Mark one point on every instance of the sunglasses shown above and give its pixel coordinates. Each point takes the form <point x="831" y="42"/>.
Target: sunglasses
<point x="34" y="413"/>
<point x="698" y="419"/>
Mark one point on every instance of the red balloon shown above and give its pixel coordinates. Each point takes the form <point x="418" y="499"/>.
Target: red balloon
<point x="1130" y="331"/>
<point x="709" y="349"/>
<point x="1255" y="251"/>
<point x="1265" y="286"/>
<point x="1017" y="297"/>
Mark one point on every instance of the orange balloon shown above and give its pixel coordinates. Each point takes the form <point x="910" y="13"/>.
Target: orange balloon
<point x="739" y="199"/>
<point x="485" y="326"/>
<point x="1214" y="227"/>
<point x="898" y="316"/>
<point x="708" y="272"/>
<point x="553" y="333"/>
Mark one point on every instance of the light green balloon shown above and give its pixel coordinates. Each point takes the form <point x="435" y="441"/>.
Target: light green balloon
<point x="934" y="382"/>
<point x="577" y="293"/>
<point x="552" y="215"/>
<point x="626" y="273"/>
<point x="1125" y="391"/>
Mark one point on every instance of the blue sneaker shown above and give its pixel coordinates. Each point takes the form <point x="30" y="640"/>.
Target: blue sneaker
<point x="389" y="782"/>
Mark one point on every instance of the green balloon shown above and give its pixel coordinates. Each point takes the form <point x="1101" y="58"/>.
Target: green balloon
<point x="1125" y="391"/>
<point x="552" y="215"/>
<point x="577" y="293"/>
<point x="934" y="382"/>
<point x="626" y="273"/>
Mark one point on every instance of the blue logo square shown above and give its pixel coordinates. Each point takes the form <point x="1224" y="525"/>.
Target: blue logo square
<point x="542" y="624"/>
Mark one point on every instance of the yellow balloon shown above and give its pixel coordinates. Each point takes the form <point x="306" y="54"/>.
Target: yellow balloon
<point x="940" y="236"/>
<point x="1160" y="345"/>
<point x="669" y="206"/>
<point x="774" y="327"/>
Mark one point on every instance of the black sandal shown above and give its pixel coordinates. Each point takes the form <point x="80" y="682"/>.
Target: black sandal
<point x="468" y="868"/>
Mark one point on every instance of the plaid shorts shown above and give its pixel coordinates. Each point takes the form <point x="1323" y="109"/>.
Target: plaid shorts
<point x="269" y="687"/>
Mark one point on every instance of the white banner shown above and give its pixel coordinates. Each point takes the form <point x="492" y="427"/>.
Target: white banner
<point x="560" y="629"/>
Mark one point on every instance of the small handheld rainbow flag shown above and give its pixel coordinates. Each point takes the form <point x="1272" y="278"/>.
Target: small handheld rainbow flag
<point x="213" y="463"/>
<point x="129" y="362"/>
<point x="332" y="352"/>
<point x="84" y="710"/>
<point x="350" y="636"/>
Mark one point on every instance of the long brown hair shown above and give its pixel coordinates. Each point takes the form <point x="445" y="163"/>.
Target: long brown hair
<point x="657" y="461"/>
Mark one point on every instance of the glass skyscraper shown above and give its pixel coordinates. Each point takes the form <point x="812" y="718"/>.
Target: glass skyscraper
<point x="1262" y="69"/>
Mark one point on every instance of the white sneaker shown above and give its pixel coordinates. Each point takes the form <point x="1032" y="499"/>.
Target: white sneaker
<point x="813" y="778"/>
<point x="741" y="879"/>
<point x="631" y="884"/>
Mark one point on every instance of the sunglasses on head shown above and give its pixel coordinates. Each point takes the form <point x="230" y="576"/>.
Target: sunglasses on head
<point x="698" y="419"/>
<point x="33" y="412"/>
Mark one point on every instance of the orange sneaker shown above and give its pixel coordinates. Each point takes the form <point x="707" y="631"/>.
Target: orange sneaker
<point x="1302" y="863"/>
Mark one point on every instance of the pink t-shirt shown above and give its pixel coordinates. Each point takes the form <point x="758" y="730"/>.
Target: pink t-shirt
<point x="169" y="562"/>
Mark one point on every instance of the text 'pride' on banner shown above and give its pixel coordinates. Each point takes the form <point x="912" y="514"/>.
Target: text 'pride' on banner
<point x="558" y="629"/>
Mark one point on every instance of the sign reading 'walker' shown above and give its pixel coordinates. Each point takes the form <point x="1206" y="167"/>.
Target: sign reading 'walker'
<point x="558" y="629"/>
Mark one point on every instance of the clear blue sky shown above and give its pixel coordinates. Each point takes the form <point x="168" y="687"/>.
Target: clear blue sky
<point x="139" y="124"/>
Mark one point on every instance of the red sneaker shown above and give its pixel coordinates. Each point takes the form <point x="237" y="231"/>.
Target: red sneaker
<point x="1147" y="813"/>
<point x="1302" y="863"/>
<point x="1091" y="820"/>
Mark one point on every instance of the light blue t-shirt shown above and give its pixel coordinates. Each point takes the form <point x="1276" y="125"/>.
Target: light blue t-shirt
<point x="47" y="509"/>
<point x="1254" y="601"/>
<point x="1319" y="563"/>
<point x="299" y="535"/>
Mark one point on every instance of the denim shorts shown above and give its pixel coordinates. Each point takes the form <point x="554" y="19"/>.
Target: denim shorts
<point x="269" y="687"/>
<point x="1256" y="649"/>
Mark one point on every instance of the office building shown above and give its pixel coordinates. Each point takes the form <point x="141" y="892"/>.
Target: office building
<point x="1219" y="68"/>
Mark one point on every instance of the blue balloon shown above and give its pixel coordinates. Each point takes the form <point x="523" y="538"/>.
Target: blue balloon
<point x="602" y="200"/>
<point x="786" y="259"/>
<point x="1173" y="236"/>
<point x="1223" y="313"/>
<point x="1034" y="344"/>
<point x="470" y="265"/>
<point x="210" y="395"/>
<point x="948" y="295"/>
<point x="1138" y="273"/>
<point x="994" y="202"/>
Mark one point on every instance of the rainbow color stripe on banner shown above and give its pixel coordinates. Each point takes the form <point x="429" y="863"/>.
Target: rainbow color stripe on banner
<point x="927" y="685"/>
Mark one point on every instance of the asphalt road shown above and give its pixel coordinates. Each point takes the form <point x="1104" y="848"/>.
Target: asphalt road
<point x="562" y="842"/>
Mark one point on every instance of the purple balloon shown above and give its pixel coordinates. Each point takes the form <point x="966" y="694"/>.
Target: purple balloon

*****

Task goal:
Start to finish, give the listing again exactly.

Finished exercise:
Mark one point on every instance of the sunglasses shown above and give its pixel coordinates. Each point takes the form <point x="831" y="42"/>.
Target: sunglasses
<point x="34" y="413"/>
<point x="698" y="419"/>
Mark one point on every instance of the red balloon shown above and give its pixel coordinates. Each point takes the form <point x="418" y="499"/>.
Target: red balloon
<point x="1130" y="331"/>
<point x="709" y="349"/>
<point x="1255" y="251"/>
<point x="1265" y="286"/>
<point x="1017" y="297"/>
Mark one point on every instance of the orange balloon shown above and give its pixel coordinates. Each point takes the form <point x="910" y="13"/>.
Target: orange balloon
<point x="739" y="199"/>
<point x="485" y="326"/>
<point x="1214" y="227"/>
<point x="898" y="316"/>
<point x="708" y="272"/>
<point x="553" y="333"/>
Mark one point on every instance of the light green balloon shown above and give its pixel coordinates. Each point takes the form <point x="435" y="441"/>.
Target: light green balloon
<point x="934" y="382"/>
<point x="577" y="293"/>
<point x="552" y="215"/>
<point x="626" y="273"/>
<point x="1125" y="391"/>
Mark one point on every instance of the blue sneaker shown above and give its pixel coordinates. Each point takes the form <point x="30" y="640"/>.
Target: blue sneaker
<point x="389" y="782"/>
Mark one point on every instance of the green balloon shown above and give its pixel coordinates. Each point takes the form <point x="1101" y="58"/>.
Target: green balloon
<point x="1125" y="391"/>
<point x="552" y="215"/>
<point x="577" y="293"/>
<point x="934" y="382"/>
<point x="626" y="273"/>
Mark one point on every instance of the blue logo square shown above and give its pixel coordinates. Each point takes the form <point x="1224" y="525"/>.
Target: blue logo square
<point x="542" y="624"/>
Mark one point on every instance of the yellow balloon shown above and give its pixel coordinates. Each point takes the form <point x="306" y="54"/>.
Target: yellow balloon
<point x="940" y="236"/>
<point x="1160" y="345"/>
<point x="669" y="206"/>
<point x="774" y="327"/>
Mark one point on every instance of the black sandal shown above and give its pixel coordinates. Each point takes the form <point x="80" y="682"/>.
Target: black sandal
<point x="468" y="868"/>
Mark one point on every instance of the plaid shorts shown above and give its pixel coordinates. Each point takes the form <point x="1323" y="109"/>.
Target: plaid shorts
<point x="269" y="687"/>
Mark one point on every instance of the white banner shown above and give its pixel coordinates. Each point takes the form <point x="492" y="427"/>.
Target: white banner
<point x="560" y="629"/>
Mark one point on every instance of the small handheld rainbow flag shown above and give its pixel coordinates. Each point takes the form <point x="1272" y="278"/>.
Target: small handheld rainbow flag
<point x="213" y="463"/>
<point x="129" y="362"/>
<point x="332" y="352"/>
<point x="84" y="710"/>
<point x="350" y="636"/>
Mark one point on every instance of the long brown hair shown above and give its pixel coordinates. Each point takes the form <point x="445" y="163"/>.
Target: long brown hair
<point x="657" y="461"/>
Mark one point on every instance of the glass skyscraper shown above and give its pixel coordinates. Each point takes the form <point x="812" y="718"/>.
Target: glass skyscraper
<point x="1262" y="69"/>
Mark one point on every instance of the white sneaker shown above and give its pixel coordinates. Each point takes the form <point x="1032" y="499"/>.
Target: white sneaker
<point x="813" y="778"/>
<point x="741" y="879"/>
<point x="631" y="884"/>
Mark one point on every instance of the sunglasses on head shown above and give its pixel coordinates. Each point takes the form <point x="230" y="576"/>.
Target: sunglasses on head
<point x="698" y="419"/>
<point x="33" y="412"/>
Mark one point on every instance of the orange sneaker shown above and give its pixel coordinates. Each point takes the form <point x="707" y="631"/>.
Target: orange sneaker
<point x="1302" y="863"/>
Mark one point on every instance of the pink t-shirt shown above and give its pixel coordinates. Each point takes the form <point x="758" y="730"/>.
Target: pink t-shirt
<point x="169" y="562"/>
Mark one point on every instance of the text 'pride' on banner shown above and give its pixel coordinates. Each point takes the form <point x="912" y="514"/>.
Target: text 'pride' on banner
<point x="558" y="629"/>
Mark one point on every instance of the sign reading 'walker' shown above and give its pixel coordinates. Each point takes the form <point x="1206" y="167"/>.
Target: sign reading 'walker'
<point x="558" y="629"/>
Mark one point on every instance of the clear blue sky shown above and give its pixel coordinates. Each point takes the form <point x="168" y="687"/>.
Target: clear blue sky
<point x="139" y="124"/>
Mark one point on every instance of the red sneaker shown above and give its pixel coordinates. Each point takes the form <point x="237" y="231"/>.
Target: red sneaker
<point x="1147" y="813"/>
<point x="1302" y="863"/>
<point x="1091" y="820"/>
Mark one point on every instance of the light blue t-shirt shown above and give its pixel coordinates. Each point takes the form <point x="1276" y="125"/>.
Target: light blue t-shirt
<point x="47" y="509"/>
<point x="1254" y="601"/>
<point x="1319" y="563"/>
<point x="299" y="535"/>
Mark one point on every instance of the denim shorts shown above and give its pixel coordinates. Each point takes the form <point x="554" y="19"/>.
Target: denim shorts
<point x="269" y="687"/>
<point x="1256" y="649"/>
Mark one point on every instance of the office building shown above and give its pixel coordinates. Each point takes the form <point x="141" y="892"/>.
Target: office building
<point x="1219" y="68"/>
Mark one point on every instance of the blue balloon shown above and give its pixel coordinates. Each point takes the form <point x="523" y="538"/>.
Target: blue balloon
<point x="602" y="200"/>
<point x="786" y="259"/>
<point x="1173" y="236"/>
<point x="1223" y="313"/>
<point x="1034" y="344"/>
<point x="470" y="265"/>
<point x="210" y="395"/>
<point x="948" y="295"/>
<point x="1138" y="273"/>
<point x="994" y="202"/>
Mark one point on every instance of the rainbow color stripe on banner shown above and give its pixel coordinates. Each point takes the form <point x="429" y="863"/>.
Target: rainbow color stripe on banner
<point x="927" y="685"/>
Mark one point on every instance of the asphalt road shown above and give its pixel coordinates. Each point takes the form <point x="1104" y="848"/>.
Target: asphalt road
<point x="562" y="842"/>
Mark one point on every instance of the purple balloon shown above and give its pixel coordinates. Each point takes the form <point x="966" y="694"/>.
Target: purple balloon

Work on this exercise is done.